Position identification records:
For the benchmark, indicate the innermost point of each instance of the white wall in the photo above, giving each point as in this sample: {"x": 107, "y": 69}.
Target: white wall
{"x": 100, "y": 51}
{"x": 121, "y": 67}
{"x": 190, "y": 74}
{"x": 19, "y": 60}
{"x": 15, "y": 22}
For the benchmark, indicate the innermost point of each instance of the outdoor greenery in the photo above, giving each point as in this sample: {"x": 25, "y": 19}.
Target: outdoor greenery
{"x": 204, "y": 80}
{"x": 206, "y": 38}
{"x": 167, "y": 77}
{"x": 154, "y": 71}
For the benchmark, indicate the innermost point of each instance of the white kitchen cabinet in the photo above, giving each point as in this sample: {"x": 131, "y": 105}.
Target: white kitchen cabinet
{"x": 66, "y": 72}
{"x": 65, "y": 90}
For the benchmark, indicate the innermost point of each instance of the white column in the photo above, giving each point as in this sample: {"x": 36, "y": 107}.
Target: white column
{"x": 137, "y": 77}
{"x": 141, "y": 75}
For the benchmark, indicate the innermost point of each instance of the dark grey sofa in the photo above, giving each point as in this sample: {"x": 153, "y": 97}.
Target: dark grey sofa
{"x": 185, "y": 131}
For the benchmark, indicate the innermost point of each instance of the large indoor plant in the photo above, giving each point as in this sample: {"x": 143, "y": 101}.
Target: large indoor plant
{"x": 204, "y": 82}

--

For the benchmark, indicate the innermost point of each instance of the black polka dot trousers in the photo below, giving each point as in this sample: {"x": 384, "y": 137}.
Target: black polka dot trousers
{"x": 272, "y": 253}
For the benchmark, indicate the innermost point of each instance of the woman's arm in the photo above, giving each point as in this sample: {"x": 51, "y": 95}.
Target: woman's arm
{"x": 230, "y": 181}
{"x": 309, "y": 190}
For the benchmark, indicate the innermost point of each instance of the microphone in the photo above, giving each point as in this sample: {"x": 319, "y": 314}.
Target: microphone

WHAT THIS TASK INVOLVES:
Extract each row above that contains the word "cabinet", reproducing those rows verbatim.

TASK RESULT:
For the benchmark, indicate the innermost point of each instance of the white kitchen cabinet in the photo above, giving each point as in this sample: {"x": 131, "y": 105}.
Target: white kitchen cabinet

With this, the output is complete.